Responda a seguir:
1: Responda com base na notícia sobre a calcinha sumida da delegacia:
(a) Segundo a enfermeira, quantas escrivãs a humilharam na 5ª DDM?
(b) Cerca de quanto tempo depois a calcinha apareceu?
(c) O que o laudo da calcinha apontou?
2: Continue a notícia sobre a calcinha sumida da delegacia, começando logo depois do subtítulo “Quase morri”.

A vítima afirmou que sua calcinha “desapareceu” da delegacia. Ela percebeu isso quando os laudos periciais de seu vestido foram concluídos, com resultado negativo.
A enfermeira acrescentou ter ido à 5ª DDM para questionar o sumiço da peça íntima e afirmou ter sido “humilhada” por duas escrivãs.
“Uma delas perguntou para a outra se ela estava com calcinha, e tirando uma da minha cara porque eu perguntei sobre a minha, que tinha desaparecido.”
A calcinha finalmente apareceu, com o resultado pericial, cerca de um ano e meio depois, após o Ministério Público de São Paulo (MPSP) oferecer denúncia contra o médico e solicitar os laudos. O resultado, no laudo da calcinha, deu positivo para a presença de sêmen.
A Secretaria da Segurança Pública (SSP) de São Paulo não se posicionou sobre a suposta conduta dos policiais da 5ªDDM, assim como atualizações das investigações sobre o médico.
“Quase morri”

Registros extraídos:

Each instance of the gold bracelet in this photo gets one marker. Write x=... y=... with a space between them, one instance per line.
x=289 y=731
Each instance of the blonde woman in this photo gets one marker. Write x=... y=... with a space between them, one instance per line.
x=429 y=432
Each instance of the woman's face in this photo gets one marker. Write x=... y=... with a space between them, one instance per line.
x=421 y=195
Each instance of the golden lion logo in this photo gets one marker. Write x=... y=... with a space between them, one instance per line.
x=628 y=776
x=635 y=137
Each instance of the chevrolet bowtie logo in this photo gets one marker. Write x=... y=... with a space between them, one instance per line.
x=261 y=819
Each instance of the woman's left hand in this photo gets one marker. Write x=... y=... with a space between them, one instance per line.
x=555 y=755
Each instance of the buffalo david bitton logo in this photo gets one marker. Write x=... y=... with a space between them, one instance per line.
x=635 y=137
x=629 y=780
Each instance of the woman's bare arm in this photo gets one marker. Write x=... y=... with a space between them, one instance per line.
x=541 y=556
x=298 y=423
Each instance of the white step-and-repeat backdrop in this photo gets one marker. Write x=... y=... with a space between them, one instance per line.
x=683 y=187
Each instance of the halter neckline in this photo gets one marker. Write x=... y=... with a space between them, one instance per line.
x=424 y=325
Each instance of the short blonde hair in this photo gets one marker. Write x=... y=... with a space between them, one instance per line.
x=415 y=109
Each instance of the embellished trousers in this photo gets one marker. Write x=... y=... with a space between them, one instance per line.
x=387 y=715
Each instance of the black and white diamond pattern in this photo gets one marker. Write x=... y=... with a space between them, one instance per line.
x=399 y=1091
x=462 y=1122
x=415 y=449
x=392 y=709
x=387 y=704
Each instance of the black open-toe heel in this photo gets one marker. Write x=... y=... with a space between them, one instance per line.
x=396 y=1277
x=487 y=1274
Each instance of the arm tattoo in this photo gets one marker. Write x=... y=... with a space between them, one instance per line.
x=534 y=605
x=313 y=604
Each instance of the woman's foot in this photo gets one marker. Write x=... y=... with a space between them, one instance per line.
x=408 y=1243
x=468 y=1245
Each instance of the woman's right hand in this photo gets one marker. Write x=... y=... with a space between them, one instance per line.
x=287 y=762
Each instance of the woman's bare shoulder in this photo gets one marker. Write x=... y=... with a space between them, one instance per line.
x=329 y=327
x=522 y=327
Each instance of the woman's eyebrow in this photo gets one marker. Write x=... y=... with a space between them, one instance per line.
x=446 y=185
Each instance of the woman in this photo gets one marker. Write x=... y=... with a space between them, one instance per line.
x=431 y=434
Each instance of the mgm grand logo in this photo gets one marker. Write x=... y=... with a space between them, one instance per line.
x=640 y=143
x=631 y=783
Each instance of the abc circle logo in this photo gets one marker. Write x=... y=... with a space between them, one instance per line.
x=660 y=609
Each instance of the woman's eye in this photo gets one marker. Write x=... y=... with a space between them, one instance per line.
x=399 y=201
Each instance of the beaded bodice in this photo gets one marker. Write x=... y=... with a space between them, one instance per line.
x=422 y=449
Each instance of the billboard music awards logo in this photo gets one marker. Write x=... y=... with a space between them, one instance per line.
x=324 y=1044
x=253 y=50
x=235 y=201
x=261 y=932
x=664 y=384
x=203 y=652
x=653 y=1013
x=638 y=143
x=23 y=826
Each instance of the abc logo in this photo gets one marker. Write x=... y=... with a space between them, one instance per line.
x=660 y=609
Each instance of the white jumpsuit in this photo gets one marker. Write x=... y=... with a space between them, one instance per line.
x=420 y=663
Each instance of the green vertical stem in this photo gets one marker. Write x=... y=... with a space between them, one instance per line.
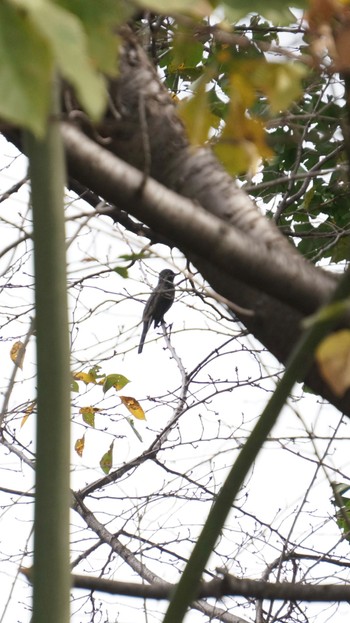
x=299 y=362
x=51 y=576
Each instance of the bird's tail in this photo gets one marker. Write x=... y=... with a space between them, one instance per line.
x=143 y=336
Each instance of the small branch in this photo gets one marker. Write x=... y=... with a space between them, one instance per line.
x=221 y=587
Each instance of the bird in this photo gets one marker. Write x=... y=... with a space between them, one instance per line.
x=158 y=303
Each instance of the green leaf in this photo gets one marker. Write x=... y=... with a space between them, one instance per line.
x=100 y=20
x=25 y=71
x=198 y=8
x=118 y=381
x=68 y=42
x=107 y=460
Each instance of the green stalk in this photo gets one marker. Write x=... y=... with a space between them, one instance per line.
x=51 y=575
x=297 y=366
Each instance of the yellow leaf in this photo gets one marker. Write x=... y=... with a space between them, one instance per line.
x=88 y=414
x=107 y=460
x=134 y=407
x=29 y=410
x=17 y=354
x=333 y=359
x=79 y=446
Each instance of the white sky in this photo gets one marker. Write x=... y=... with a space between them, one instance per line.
x=106 y=314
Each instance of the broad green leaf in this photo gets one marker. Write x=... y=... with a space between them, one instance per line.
x=281 y=82
x=88 y=414
x=196 y=114
x=107 y=460
x=198 y=8
x=100 y=20
x=25 y=71
x=118 y=381
x=326 y=313
x=67 y=40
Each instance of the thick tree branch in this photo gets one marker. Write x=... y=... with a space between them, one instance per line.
x=193 y=229
x=221 y=587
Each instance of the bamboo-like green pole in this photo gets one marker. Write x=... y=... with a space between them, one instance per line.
x=299 y=362
x=51 y=576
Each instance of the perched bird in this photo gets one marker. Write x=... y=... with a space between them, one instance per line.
x=158 y=303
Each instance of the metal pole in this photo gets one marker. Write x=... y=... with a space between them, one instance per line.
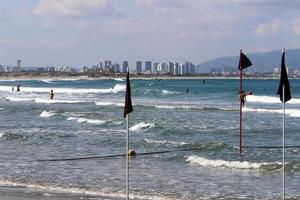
x=127 y=157
x=283 y=145
x=241 y=106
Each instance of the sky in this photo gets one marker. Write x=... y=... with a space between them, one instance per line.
x=85 y=32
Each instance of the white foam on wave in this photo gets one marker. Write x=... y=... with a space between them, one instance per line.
x=109 y=104
x=165 y=107
x=104 y=192
x=223 y=163
x=119 y=79
x=269 y=99
x=290 y=112
x=46 y=114
x=165 y=92
x=86 y=120
x=140 y=126
x=50 y=101
x=175 y=106
x=164 y=142
x=46 y=81
x=117 y=88
x=18 y=99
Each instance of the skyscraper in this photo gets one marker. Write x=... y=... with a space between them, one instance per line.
x=148 y=66
x=19 y=63
x=139 y=66
x=125 y=66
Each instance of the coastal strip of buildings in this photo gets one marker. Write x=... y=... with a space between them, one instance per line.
x=146 y=68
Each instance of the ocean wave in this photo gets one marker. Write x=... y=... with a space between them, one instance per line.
x=86 y=120
x=103 y=192
x=46 y=81
x=166 y=92
x=141 y=126
x=165 y=142
x=18 y=99
x=109 y=104
x=196 y=107
x=50 y=101
x=223 y=164
x=119 y=79
x=269 y=99
x=117 y=88
x=289 y=112
x=46 y=114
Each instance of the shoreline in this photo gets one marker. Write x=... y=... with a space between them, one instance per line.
x=133 y=77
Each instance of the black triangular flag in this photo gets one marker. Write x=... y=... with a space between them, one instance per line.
x=128 y=104
x=284 y=82
x=244 y=61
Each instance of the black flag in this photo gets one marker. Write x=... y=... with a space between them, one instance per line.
x=128 y=104
x=244 y=61
x=284 y=82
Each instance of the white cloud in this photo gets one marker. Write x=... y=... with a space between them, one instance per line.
x=75 y=8
x=296 y=26
x=272 y=27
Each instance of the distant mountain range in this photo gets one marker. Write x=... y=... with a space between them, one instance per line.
x=262 y=62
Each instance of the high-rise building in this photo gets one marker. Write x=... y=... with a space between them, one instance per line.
x=177 y=69
x=171 y=68
x=139 y=66
x=125 y=66
x=155 y=67
x=107 y=64
x=19 y=63
x=148 y=66
x=116 y=67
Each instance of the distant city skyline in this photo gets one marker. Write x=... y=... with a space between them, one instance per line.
x=84 y=32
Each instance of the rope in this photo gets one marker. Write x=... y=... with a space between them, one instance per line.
x=114 y=155
x=269 y=147
x=151 y=153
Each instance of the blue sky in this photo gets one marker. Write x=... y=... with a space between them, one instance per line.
x=85 y=32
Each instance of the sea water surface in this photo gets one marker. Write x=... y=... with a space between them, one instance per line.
x=86 y=119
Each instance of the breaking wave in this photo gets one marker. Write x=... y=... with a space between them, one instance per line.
x=166 y=92
x=290 y=112
x=269 y=99
x=109 y=104
x=46 y=81
x=117 y=88
x=50 y=101
x=223 y=164
x=165 y=142
x=46 y=114
x=18 y=99
x=141 y=126
x=119 y=79
x=86 y=120
x=107 y=193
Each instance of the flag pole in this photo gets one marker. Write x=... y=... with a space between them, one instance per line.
x=241 y=106
x=283 y=145
x=127 y=157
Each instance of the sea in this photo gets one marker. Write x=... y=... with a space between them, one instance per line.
x=194 y=124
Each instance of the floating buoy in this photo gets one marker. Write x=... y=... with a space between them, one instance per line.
x=131 y=153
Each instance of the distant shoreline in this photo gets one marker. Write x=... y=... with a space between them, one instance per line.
x=158 y=77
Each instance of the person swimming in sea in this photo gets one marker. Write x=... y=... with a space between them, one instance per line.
x=18 y=87
x=51 y=94
x=243 y=96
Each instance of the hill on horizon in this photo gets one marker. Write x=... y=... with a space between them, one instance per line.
x=262 y=61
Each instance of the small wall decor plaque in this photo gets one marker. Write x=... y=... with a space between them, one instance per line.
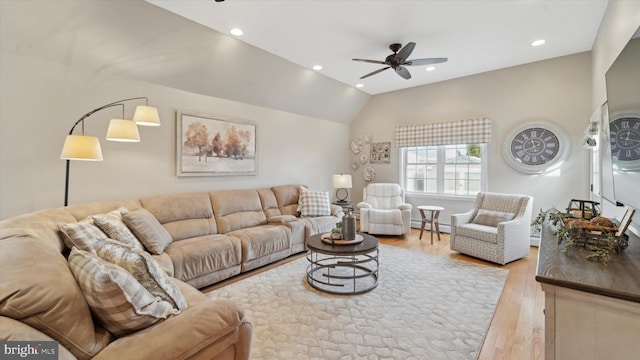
x=380 y=152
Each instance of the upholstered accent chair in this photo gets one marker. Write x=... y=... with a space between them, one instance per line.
x=383 y=210
x=497 y=229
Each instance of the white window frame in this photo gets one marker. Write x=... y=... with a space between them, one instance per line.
x=484 y=148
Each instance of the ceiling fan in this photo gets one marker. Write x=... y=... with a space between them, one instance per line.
x=398 y=60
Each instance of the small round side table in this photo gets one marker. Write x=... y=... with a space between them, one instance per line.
x=433 y=219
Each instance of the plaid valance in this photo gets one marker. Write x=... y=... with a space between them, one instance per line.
x=470 y=131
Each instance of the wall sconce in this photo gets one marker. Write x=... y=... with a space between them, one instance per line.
x=87 y=148
x=342 y=183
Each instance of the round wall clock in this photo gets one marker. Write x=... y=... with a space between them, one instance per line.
x=625 y=141
x=536 y=147
x=356 y=146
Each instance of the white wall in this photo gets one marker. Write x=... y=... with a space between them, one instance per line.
x=40 y=102
x=620 y=22
x=556 y=90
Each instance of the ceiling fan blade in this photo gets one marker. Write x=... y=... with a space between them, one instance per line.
x=430 y=61
x=370 y=61
x=403 y=72
x=404 y=53
x=375 y=72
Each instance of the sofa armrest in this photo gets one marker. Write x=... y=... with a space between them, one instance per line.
x=462 y=218
x=203 y=330
x=363 y=205
x=405 y=207
x=281 y=219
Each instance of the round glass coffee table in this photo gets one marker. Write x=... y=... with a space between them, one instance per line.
x=343 y=269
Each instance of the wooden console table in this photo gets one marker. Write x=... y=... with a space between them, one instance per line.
x=592 y=310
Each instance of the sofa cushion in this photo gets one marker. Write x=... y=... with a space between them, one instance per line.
x=287 y=197
x=314 y=203
x=263 y=240
x=184 y=215
x=477 y=231
x=81 y=234
x=491 y=218
x=117 y=299
x=199 y=256
x=143 y=268
x=237 y=209
x=385 y=216
x=38 y=289
x=111 y=224
x=148 y=230
x=14 y=330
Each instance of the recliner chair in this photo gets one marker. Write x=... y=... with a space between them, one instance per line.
x=383 y=210
x=497 y=229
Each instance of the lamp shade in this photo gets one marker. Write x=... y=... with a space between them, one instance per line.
x=341 y=181
x=146 y=116
x=81 y=147
x=123 y=130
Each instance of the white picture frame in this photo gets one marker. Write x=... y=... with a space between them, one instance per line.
x=212 y=145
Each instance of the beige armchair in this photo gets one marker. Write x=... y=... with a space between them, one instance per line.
x=497 y=229
x=383 y=210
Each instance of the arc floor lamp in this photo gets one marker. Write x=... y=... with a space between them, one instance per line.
x=87 y=148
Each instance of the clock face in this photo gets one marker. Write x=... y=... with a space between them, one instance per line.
x=535 y=146
x=625 y=138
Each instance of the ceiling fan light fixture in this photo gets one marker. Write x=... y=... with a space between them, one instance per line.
x=538 y=42
x=399 y=59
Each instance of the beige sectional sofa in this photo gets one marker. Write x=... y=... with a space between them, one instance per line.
x=214 y=236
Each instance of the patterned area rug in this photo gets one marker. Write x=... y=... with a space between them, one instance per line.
x=425 y=307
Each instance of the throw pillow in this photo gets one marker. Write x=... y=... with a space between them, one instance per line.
x=148 y=230
x=116 y=298
x=491 y=218
x=112 y=225
x=144 y=268
x=81 y=234
x=302 y=188
x=314 y=203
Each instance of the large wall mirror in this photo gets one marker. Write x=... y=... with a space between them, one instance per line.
x=623 y=99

Respostas da atividade:
1:
(a) Duas escrivãs.
(b) Cerca de um ano e meio depois.
(c) Deu positivo para a presença de sêmen.

2:
Uma outra vítima relembrou a violência sexual que viveu. “A sensação era de pedir a morte. Eu queria morrer. Não queria estar vivendo o que eu estou vivendo. Um pesadelo. Estou viva por um milagre. Porque ele quase me matou, quase tirou a minha vida”.
Segundo a vítima, ela tinha um encaminhamento para uma cirurgia e optou por pagar o procedimento particular com o médico, Paulo, que faria a cirurgia a laser pelo valor de R$ 5 mil. O médico afirmou que teria uma assistente para realizar o procedimento, porém só ele que a atendeu no dia.
Para iniciar a cirurgia, o doutor a medicou para dormir. A vítima só se lembra de ouvir alguns barulhos. Ao acordar da cirurgia, ela percebeu que estava sangrando e com dor em toda a região pélvica, o que não fazia sentido em relação ao local que foi operado.
Nas consultas pós-operatórias, foi novamente abusada. “Ele me disse que teria que tirar a roupa toda para me examinar, mas eu fingi que não ouvi”, contou. Depois disso, a mulher foi embora e não voltou mais.
Além dos toques claramente inadequados, outro detalhe lhe chamou atenção. O médico não usava luva durante o procedimento. Para piorar, o local da cirurgia infeccionou.
Foram cinco meses de tratamento, entre internações e fortes remédios. Ela ainda se recupera dos machucados físicos e emocionais. A mulher resolveu registrar um boletim de ocorrência contra o abusador. Ao chegar na delegacia, se surpreendeu ao descobrir que já havia um inquérito instaurado contra ele, com relato de mais duas vítimas.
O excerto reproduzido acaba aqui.